▶ **PROVIDED ENTRIES**:
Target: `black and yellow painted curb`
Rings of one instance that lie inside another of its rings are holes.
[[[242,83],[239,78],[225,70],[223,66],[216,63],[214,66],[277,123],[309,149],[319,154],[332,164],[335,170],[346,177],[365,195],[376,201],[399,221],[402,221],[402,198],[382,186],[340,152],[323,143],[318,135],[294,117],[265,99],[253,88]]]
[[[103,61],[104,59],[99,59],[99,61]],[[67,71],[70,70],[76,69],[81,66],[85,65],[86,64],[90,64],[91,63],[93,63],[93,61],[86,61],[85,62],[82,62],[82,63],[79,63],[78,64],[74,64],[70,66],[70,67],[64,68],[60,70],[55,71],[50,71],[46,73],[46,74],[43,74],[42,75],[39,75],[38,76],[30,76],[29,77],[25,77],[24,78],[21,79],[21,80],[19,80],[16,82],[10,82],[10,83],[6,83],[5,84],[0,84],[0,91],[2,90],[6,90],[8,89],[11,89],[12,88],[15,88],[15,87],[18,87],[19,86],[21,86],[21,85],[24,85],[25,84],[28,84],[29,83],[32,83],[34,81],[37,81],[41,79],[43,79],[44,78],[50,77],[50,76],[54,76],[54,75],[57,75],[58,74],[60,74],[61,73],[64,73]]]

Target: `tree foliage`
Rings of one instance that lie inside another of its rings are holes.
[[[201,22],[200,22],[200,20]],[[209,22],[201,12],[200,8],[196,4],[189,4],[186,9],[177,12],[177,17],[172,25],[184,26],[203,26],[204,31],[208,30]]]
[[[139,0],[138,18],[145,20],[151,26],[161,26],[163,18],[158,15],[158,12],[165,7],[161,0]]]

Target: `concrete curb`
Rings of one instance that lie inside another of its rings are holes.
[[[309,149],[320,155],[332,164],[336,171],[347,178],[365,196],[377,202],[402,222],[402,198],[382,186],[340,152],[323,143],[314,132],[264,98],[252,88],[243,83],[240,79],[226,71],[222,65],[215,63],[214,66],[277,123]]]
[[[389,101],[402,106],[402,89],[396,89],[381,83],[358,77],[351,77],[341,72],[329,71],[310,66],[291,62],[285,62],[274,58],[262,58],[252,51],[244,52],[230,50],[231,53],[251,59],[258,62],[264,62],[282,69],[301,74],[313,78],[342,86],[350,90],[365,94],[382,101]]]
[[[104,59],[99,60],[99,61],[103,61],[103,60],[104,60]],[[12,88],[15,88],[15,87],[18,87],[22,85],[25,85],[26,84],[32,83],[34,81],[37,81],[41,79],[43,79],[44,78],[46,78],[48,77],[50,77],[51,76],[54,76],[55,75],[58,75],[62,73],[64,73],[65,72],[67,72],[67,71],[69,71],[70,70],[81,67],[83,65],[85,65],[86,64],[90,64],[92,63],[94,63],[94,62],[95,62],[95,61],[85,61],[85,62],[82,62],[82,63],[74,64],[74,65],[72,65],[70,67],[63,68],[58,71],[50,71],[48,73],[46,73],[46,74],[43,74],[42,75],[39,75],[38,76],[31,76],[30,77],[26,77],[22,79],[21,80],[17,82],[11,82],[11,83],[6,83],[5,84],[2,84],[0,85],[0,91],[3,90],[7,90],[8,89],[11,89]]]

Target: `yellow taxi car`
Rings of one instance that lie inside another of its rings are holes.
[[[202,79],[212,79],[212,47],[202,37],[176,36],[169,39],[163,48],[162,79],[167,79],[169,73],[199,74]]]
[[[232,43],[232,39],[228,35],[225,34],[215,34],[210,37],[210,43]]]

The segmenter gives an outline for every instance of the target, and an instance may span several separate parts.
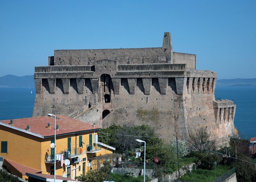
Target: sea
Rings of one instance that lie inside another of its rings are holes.
[[[31,117],[35,96],[34,87],[0,88],[0,120]],[[215,97],[234,100],[241,138],[256,136],[256,87],[216,87]]]

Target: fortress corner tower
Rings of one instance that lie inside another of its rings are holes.
[[[196,70],[196,55],[162,47],[56,50],[37,67],[33,116],[65,115],[104,128],[145,124],[185,139],[204,127],[221,142],[235,134],[236,106],[214,96],[216,73]]]

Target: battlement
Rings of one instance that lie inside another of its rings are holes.
[[[196,70],[196,58],[173,52],[169,32],[162,47],[55,50],[48,66],[35,68],[33,116],[145,124],[168,137],[201,127],[219,138],[234,134],[236,106],[214,99],[217,74]]]

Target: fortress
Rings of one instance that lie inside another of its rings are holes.
[[[204,127],[221,142],[235,134],[236,106],[217,100],[217,74],[196,70],[196,55],[162,47],[56,50],[37,67],[33,116],[62,114],[102,127],[145,124],[184,139]],[[72,123],[70,123],[72,124]]]

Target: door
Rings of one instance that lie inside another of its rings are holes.
[[[90,150],[93,150],[93,134],[89,135],[89,145],[90,146]]]
[[[83,163],[83,175],[84,176],[85,175],[85,165],[86,165],[86,162]]]
[[[71,155],[71,137],[68,138],[68,151],[69,153],[68,155]]]
[[[51,141],[51,143],[53,143],[54,144],[55,144],[55,142],[54,142],[54,140],[52,140]],[[54,148],[51,148],[51,160],[52,161],[54,161]]]

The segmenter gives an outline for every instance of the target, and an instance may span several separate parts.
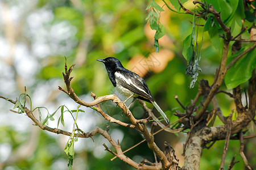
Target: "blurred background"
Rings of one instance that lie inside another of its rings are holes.
[[[185,76],[187,61],[182,56],[183,40],[191,32],[192,16],[171,12],[166,6],[161,12],[160,22],[166,35],[159,40],[160,51],[155,53],[154,36],[145,21],[145,9],[148,1],[98,0],[0,0],[0,95],[15,100],[24,92],[32,99],[32,105],[47,108],[50,113],[65,105],[70,110],[77,104],[58,86],[65,87],[62,72],[65,59],[68,66],[75,64],[72,73],[72,87],[76,94],[85,101],[92,101],[90,93],[97,96],[114,94],[121,100],[109,80],[104,65],[96,60],[112,56],[118,58],[125,67],[143,76],[155,100],[173,122],[177,118],[172,116],[172,110],[180,105],[174,99],[187,105],[197,92],[199,83],[189,88],[191,78]],[[160,6],[162,1],[156,1]],[[170,5],[172,7],[172,6]],[[184,6],[195,6],[192,1]],[[200,28],[201,29],[201,28]],[[200,35],[199,36],[201,36]],[[202,59],[199,80],[203,78],[213,82],[220,57],[211,45],[207,32],[204,34]],[[224,86],[223,88],[225,88]],[[224,116],[234,109],[234,105],[223,94],[217,96]],[[152,105],[147,104],[149,108]],[[129,122],[118,108],[110,101],[101,104],[106,113]],[[0,100],[0,169],[68,169],[68,158],[63,151],[68,137],[44,131],[34,126],[24,114],[11,112],[14,105]],[[109,133],[121,143],[125,150],[143,140],[137,131],[127,129],[105,120],[97,112],[81,107],[77,124],[84,131],[90,131],[96,126],[110,126]],[[135,101],[131,110],[135,117],[143,114],[141,106]],[[40,109],[42,118],[47,112]],[[34,115],[38,117],[35,111]],[[158,114],[156,113],[156,114]],[[75,114],[74,114],[75,115]],[[59,110],[48,125],[57,128],[60,116]],[[65,126],[59,128],[71,131],[73,121],[65,112]],[[222,125],[217,120],[214,125]],[[156,129],[158,130],[158,129]],[[170,134],[161,132],[155,136],[156,143],[163,149],[164,141],[174,148],[180,165],[184,162],[183,143],[185,132]],[[75,144],[73,169],[133,169],[104,150],[104,143],[110,143],[100,135],[91,139],[80,138]],[[254,148],[255,140],[245,141],[246,147]],[[218,168],[224,141],[217,142],[209,150],[204,150],[200,163],[201,169]],[[230,142],[226,164],[237,154],[234,169],[243,168],[239,155],[239,141]],[[255,163],[253,150],[245,149],[249,162]],[[146,143],[126,154],[139,162],[142,158],[154,161],[152,152]],[[255,156],[255,155],[254,155]],[[254,160],[253,160],[254,159]]]

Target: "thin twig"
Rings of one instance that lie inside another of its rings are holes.
[[[234,167],[234,165],[236,163],[240,162],[239,160],[234,161],[235,159],[236,159],[236,156],[237,156],[237,155],[235,155],[234,156],[233,156],[232,160],[231,161],[231,163],[230,163],[230,164],[229,165],[228,170],[230,170],[231,169],[232,169],[233,167]]]
[[[231,66],[237,62],[237,60],[238,60],[241,57],[243,57],[243,55],[245,54],[249,53],[251,50],[254,49],[254,48],[256,46],[256,42],[253,43],[253,45],[250,46],[248,49],[247,49],[246,50],[245,50],[243,52],[237,56],[235,58],[234,58],[230,63],[226,67],[226,70],[229,69]]]
[[[242,131],[239,133],[239,138],[240,139],[240,150],[239,151],[239,153],[243,159],[246,168],[248,168],[248,169],[252,170],[253,168],[251,168],[251,167],[249,164],[248,160],[247,160],[246,156],[245,156],[245,153],[243,152],[245,145],[243,144],[243,132]]]
[[[159,133],[159,132],[160,132],[161,131],[164,130],[164,129],[166,129],[166,128],[169,127],[170,126],[171,126],[171,125],[173,125],[173,124],[176,124],[176,123],[177,122],[179,122],[180,121],[181,121],[181,120],[183,120],[184,118],[185,118],[186,116],[183,116],[183,117],[179,118],[178,120],[175,121],[174,122],[173,122],[173,123],[172,123],[172,124],[170,124],[170,125],[168,125],[167,126],[165,126],[164,128],[162,128],[162,129],[160,129],[159,130],[158,130],[158,131],[155,132],[155,133],[153,134],[153,135],[155,135],[155,134]],[[139,142],[137,144],[134,145],[133,146],[129,148],[129,149],[127,149],[127,150],[124,151],[123,151],[123,154],[125,154],[125,152],[126,152],[130,151],[130,150],[134,148],[136,146],[138,146],[138,145],[140,144],[141,143],[143,143],[143,142],[145,142],[145,141],[146,141],[146,139],[143,139],[143,140],[141,141],[141,142]],[[115,159],[115,158],[117,158],[116,156],[114,157],[113,158],[111,159],[110,160],[112,161],[112,160],[113,160],[114,159]]]
[[[233,110],[230,114],[229,114],[228,118],[228,122],[226,124],[226,135],[225,141],[224,148],[223,149],[222,157],[221,158],[221,162],[220,165],[220,170],[224,169],[225,159],[226,159],[226,155],[228,151],[228,148],[229,147],[229,139],[231,135],[231,129],[232,128],[232,116]]]

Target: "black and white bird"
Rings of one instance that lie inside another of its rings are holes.
[[[169,120],[154,100],[151,92],[143,78],[123,67],[120,61],[114,57],[98,59],[97,61],[104,63],[109,79],[117,91],[129,97],[125,102],[131,97],[134,97],[132,103],[136,98],[151,103],[169,124]]]

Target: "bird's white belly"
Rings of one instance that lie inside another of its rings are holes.
[[[130,90],[127,89],[126,88],[123,87],[121,85],[119,85],[118,83],[117,83],[117,86],[115,87],[115,88],[117,89],[117,91],[118,92],[127,97],[130,97],[131,95],[134,94],[133,92],[132,92]],[[136,97],[138,95],[135,94],[133,97]]]

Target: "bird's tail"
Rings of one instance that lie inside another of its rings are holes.
[[[163,110],[161,109],[161,108],[159,107],[158,104],[157,104],[156,102],[151,101],[152,104],[154,105],[155,108],[158,110],[158,111],[161,114],[162,116],[164,118],[166,122],[167,123],[167,124],[169,124],[169,120],[167,118],[167,116],[166,116],[166,114],[164,114],[164,112],[163,112]]]

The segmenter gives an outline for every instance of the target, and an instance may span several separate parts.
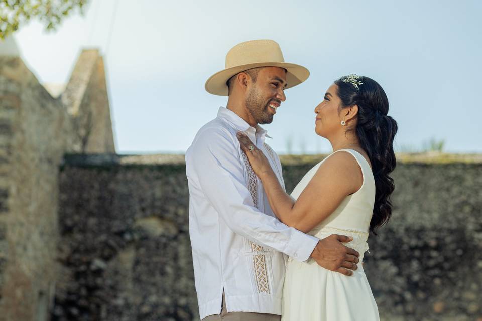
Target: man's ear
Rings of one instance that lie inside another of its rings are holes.
[[[248,84],[251,80],[251,79],[248,75],[248,74],[244,72],[240,72],[236,76],[236,81],[239,84],[240,88],[242,88],[243,90],[246,90],[246,88],[248,88]]]

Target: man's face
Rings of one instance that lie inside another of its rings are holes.
[[[256,82],[249,88],[245,104],[257,123],[270,124],[276,109],[286,97],[286,70],[266,67],[260,70]]]

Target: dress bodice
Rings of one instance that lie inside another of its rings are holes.
[[[331,214],[308,234],[320,239],[333,234],[353,237],[353,241],[344,244],[360,253],[359,264],[361,264],[363,254],[369,248],[367,240],[375,200],[375,182],[372,169],[361,154],[353,149],[340,149],[332,153],[306,173],[295,187],[291,197],[297,199],[323,162],[341,150],[349,152],[356,159],[362,169],[363,183],[358,191],[345,198]]]

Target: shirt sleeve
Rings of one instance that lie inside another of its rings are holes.
[[[187,172],[197,178],[208,201],[235,233],[303,262],[319,240],[260,212],[245,184],[239,143],[220,128],[199,133],[186,155]]]

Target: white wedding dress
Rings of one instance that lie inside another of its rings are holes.
[[[312,259],[300,263],[290,258],[283,287],[283,321],[380,319],[377,303],[362,266],[364,253],[368,250],[367,239],[375,202],[375,180],[363,156],[352,149],[343,150],[356,159],[362,169],[363,183],[359,190],[343,200],[333,213],[308,234],[319,239],[332,234],[352,236],[353,241],[344,244],[360,253],[358,269],[353,275],[346,276],[321,267]],[[298,198],[326,159],[305,175],[291,193],[293,198]]]

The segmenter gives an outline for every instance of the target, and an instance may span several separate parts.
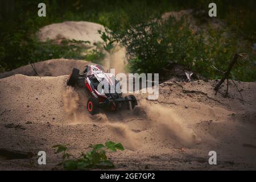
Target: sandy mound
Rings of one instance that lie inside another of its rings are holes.
[[[33,64],[40,76],[58,76],[70,74],[73,68],[82,70],[87,61],[79,60],[57,59],[38,62]],[[0,73],[0,78],[15,74],[36,76],[31,65],[23,66],[10,72]]]
[[[65,22],[52,24],[40,29],[38,36],[42,41],[51,40],[75,39],[90,41],[91,44],[102,42],[98,30],[104,30],[102,26],[87,22]]]
[[[108,140],[126,149],[111,154],[119,169],[210,169],[211,150],[218,154],[214,168],[256,167],[256,83],[237,83],[243,104],[233,84],[229,97],[223,98],[214,95],[212,81],[165,82],[156,101],[137,95],[139,107],[133,112],[101,110],[91,117],[85,111],[87,94],[67,86],[67,77],[16,75],[0,80],[0,148],[44,150],[48,156],[43,167],[0,158],[0,168],[51,169],[59,162],[53,145],[69,143],[78,155]]]

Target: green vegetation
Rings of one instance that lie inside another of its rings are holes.
[[[246,63],[235,68],[232,74],[234,79],[255,80],[256,57],[250,53],[250,43],[243,40],[238,44],[241,39],[227,35],[230,30],[209,27],[195,31],[184,18],[179,21],[174,17],[153,19],[151,14],[135,24],[129,22],[127,29],[122,30],[119,26],[110,32],[126,47],[130,67],[134,72],[161,73],[163,68],[179,64],[205,77],[218,78],[212,65],[225,71],[236,53],[249,52]]]
[[[92,150],[83,153],[79,158],[75,157],[68,152],[67,146],[57,144],[52,147],[55,148],[55,154],[62,154],[62,162],[60,164],[63,166],[65,170],[89,170],[93,169],[106,169],[114,167],[113,162],[106,156],[107,151],[115,152],[123,151],[123,146],[120,143],[115,143],[108,141],[103,144],[90,146]]]
[[[37,5],[42,2],[47,6],[45,18],[37,15]],[[0,72],[28,62],[61,57],[100,63],[104,56],[102,51],[100,49],[87,51],[85,44],[89,43],[67,40],[59,45],[52,41],[41,43],[35,36],[40,27],[51,23],[85,20],[106,27],[106,32],[100,33],[104,40],[101,46],[107,51],[111,52],[115,41],[126,47],[129,68],[134,72],[161,73],[163,67],[171,68],[177,63],[205,77],[218,78],[218,74],[210,68],[212,65],[225,70],[234,53],[245,52],[248,55],[246,64],[235,68],[232,76],[242,81],[255,81],[255,53],[251,48],[256,43],[254,1],[215,1],[218,18],[227,25],[222,30],[206,24],[205,30],[197,31],[192,30],[189,22],[184,19],[177,21],[170,18],[163,23],[159,18],[164,12],[192,9],[203,10],[194,15],[199,23],[205,23],[210,18],[207,15],[210,2],[209,0],[1,1]],[[142,33],[144,37],[138,39],[139,34]]]

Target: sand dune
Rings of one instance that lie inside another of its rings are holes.
[[[242,104],[232,85],[225,98],[214,95],[213,81],[165,82],[156,101],[137,95],[139,107],[132,113],[102,110],[92,117],[84,106],[88,94],[67,87],[67,77],[15,75],[0,80],[0,148],[44,150],[46,169],[57,162],[54,144],[69,143],[78,154],[108,140],[122,142],[126,149],[112,154],[119,169],[210,169],[210,150],[220,154],[214,168],[256,167],[255,149],[243,146],[256,142],[255,83],[238,83],[243,89]],[[1,168],[16,163],[18,169],[42,169],[25,159],[0,159]]]
[[[32,65],[40,76],[57,76],[70,74],[73,68],[82,70],[87,64],[88,62],[84,60],[56,59],[33,63]],[[0,78],[15,74],[37,76],[31,65],[28,64],[10,72],[0,73]]]
[[[75,39],[90,41],[91,45],[98,42],[102,42],[98,30],[104,30],[99,24],[88,22],[65,22],[54,23],[42,28],[38,32],[38,36],[42,41],[47,39],[61,40]]]

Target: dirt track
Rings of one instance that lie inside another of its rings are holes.
[[[86,94],[67,87],[67,77],[0,80],[0,148],[47,155],[44,166],[0,158],[0,169],[52,169],[60,160],[53,145],[68,143],[79,155],[108,140],[126,148],[110,154],[118,169],[256,168],[256,83],[237,83],[242,104],[233,84],[225,98],[214,95],[214,81],[164,82],[157,101],[137,95],[133,113],[102,111],[92,118],[84,109]],[[208,163],[211,150],[218,154],[215,166]]]

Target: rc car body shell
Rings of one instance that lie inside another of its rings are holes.
[[[92,114],[96,112],[96,107],[107,107],[112,110],[115,110],[123,107],[131,109],[131,109],[133,109],[137,105],[136,98],[134,96],[123,97],[121,92],[117,93],[115,91],[117,87],[120,89],[118,80],[112,73],[106,73],[100,65],[86,65],[81,74],[79,73],[79,69],[74,68],[67,84],[71,86],[81,85],[90,93],[93,98],[88,100],[87,109]],[[100,88],[102,88],[100,90],[98,89],[100,84]],[[102,85],[108,86],[107,88],[104,89],[104,86],[102,87]],[[108,92],[105,92],[106,90]],[[119,90],[121,91],[121,89]]]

▶ **AIM OF THE TASK**: Copy the lines from the one containing "Target: rc car body shell" through the last line, keeping them identical.

▶ **EXERCISE RESPONSE**:
Target: rc car body shell
Rings of one instance that lie inside another of its rings are holes.
[[[92,114],[96,112],[96,107],[107,107],[112,110],[115,110],[123,107],[131,109],[131,109],[133,109],[137,105],[136,98],[134,96],[123,97],[121,92],[117,93],[115,91],[117,87],[120,89],[118,80],[112,73],[106,73],[100,65],[86,65],[81,74],[79,73],[79,69],[74,68],[67,84],[71,86],[81,85],[90,93],[93,98],[88,100],[87,109]],[[100,88],[102,88],[100,90],[98,89],[100,84]],[[102,85],[108,86],[107,88],[104,89],[104,86],[102,87]],[[108,92],[105,92],[106,90]],[[119,90],[121,91],[121,89]]]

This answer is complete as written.